### [RECORD SET]

- - - - - - -

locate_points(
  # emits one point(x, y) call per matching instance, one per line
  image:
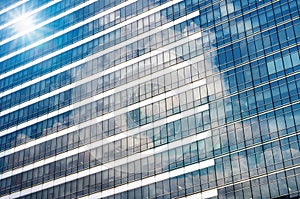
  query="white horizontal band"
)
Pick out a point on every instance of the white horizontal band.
point(88, 79)
point(41, 41)
point(88, 39)
point(118, 162)
point(203, 195)
point(112, 69)
point(12, 6)
point(153, 179)
point(119, 189)
point(24, 16)
point(40, 140)
point(118, 112)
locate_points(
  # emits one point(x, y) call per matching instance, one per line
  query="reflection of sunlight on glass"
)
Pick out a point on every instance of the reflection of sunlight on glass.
point(25, 24)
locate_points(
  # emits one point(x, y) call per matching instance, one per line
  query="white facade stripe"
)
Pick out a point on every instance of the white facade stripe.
point(112, 69)
point(41, 41)
point(171, 145)
point(153, 179)
point(203, 195)
point(109, 139)
point(119, 189)
point(51, 3)
point(46, 57)
point(12, 6)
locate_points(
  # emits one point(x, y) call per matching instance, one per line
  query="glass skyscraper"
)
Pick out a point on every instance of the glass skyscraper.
point(123, 99)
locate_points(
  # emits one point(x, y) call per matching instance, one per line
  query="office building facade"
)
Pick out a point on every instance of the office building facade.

- - - - - - -

Search the data above for the string "office" and return every line that has it.

  query="office building facade"
Pick out a point on every instance of the office building facade.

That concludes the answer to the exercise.